From the article on the Daughters of Iraq program, extract word for word the passage that begins at the words "By Capt. Mike" and stops after the words "and coalition forces.".

**Text excerpt:**
○ ○ ○

NEWS | April 23, 2008

Soldiers create 'Daughters of Iraq' program

By Capt. Mike Starz , Armed Forces Press Service

WASHINGTON (April 22, 2008) — Soldiers of the 101st Airborne Division are working with Iraqi army troops to help create a Daughters of Iraq program to complement the work done by the Sons of Iraq.

The Iraqi women in the program would be able to search other females at security checkpoints, expanding the capabilities of the Sons of Iraq currently manning the checkpoints.

The Sons of Iraq are an organization of volunteers who have united to stand against terrorists in their homeland. They have been credited with helping bring peace to much of Iraq.

Steve Martinez, a law enforcement professional attached to the division’s Company C, 3rd Battalion, 187th Infantry Regiment, said it became necessary to integrate women into security roles because terrorists began using females to carry out suicide attacks against Iraqis and coalition forces.

Employing women at checkpoints, Martinez said, would "provide a complete and thorough search of suspect females with the utmost respect for the individual and local customs without compromising the safety of others."

The Daughters of Iraq will search other women in and around Yusifiyah to help prevent trafficking of weapons, explosives and dangerous materials. In addition to the significant security gains that these women will bring to the checkpoints, there are other advantages.

"The Daughters of Iraq will facilitate female empowerment and the creation of the group represents a significant step towards a properly functioning democratic society," said Sgt. Jason G. George, Company C intelligence non-commissioned officer. "While the group may face criticism from traditionalists, ultimately, their success will demonstrate their value to the populace."

Another benefit of the creation of the program is the opportunity for some of the more disadvantaged women to receive benefits, most of whom have been specifically targeted to join the program.

"We have been working to assist the impoverished women and, particularly, the widows in the area. There are limited employment opportunities for women widowed by insurgent violence and burdened with supporting their children," said 1st Lt. Chris Hafner, Company C intelligence officer. "This program is ideal for these women."

The details for Daughters of Iraq contracts are being finalized and will start with 30 women.

"Integrating patriotic Iraqi women into the Daughters of Iraq is a huge step in the right direction of freedom for the Iraqi people," said Staff Sgt. Thai A. Starkovich, military transition team non-commissioned officer in charge. "With the cooperation of the Iraqi Army and the Sons and Daughters of Iraq, the safety of Iraqis is a goal that is now visible on the horizon."

○ ○ ○

**Records provided:**
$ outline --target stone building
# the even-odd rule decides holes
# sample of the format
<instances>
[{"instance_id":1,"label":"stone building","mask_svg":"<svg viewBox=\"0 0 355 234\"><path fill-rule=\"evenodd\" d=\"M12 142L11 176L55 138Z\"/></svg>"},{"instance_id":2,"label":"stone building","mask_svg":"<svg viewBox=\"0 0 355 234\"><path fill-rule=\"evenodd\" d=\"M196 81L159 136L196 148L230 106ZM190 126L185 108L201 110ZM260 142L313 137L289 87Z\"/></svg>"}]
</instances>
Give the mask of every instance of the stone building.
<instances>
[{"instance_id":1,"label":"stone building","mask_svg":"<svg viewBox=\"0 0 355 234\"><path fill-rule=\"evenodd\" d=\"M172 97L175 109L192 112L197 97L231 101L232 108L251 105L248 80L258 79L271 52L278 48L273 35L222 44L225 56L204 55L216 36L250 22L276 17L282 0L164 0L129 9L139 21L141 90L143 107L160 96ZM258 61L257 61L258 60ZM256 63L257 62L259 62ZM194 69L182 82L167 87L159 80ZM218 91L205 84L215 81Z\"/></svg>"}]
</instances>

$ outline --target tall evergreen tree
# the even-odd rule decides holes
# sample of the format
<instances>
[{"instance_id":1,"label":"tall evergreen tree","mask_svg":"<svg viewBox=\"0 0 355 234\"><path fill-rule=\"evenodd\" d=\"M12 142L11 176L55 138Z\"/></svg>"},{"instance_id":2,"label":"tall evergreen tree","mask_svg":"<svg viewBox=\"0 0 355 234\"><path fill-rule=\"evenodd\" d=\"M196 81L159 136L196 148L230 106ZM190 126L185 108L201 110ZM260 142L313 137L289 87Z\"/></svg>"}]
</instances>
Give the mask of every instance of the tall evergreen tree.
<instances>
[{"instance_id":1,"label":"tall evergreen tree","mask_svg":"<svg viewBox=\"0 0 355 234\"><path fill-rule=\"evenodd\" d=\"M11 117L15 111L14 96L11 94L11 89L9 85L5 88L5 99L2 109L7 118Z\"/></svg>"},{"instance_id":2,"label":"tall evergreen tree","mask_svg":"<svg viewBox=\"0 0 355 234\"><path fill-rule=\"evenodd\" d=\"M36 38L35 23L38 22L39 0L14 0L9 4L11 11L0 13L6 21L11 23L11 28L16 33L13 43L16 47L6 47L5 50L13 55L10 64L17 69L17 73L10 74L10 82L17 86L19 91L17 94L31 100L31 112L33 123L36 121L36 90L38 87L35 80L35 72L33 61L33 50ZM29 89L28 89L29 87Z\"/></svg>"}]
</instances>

○ ○ ○

**Response below:**
By Capt. Mike Starz , Armed Forces Press Service

WASHINGTON (April 22, 2008) — Soldiers of the 101st Airborne Division are working with Iraqi army troops to help create a Daughters of Iraq program to complement the work done by the Sons of Iraq.

The Iraqi women in the program would be able to search other females at security checkpoints, expanding the capabilities of the Sons of Iraq currently manning the checkpoints.

The Sons of Iraq are an organization of volunteers who have united to stand against terrorists in their homeland. They have been credited with helping bring peace to much of Iraq.

Steve Martinez, a law enforcement professional attached to the division’s Company C, 3rd Battalion, 187th Infantry Regiment, said it became necessary to integrate women into security roles because terrorists began using females to carry out suicide attacks against Iraqis and coalition forces.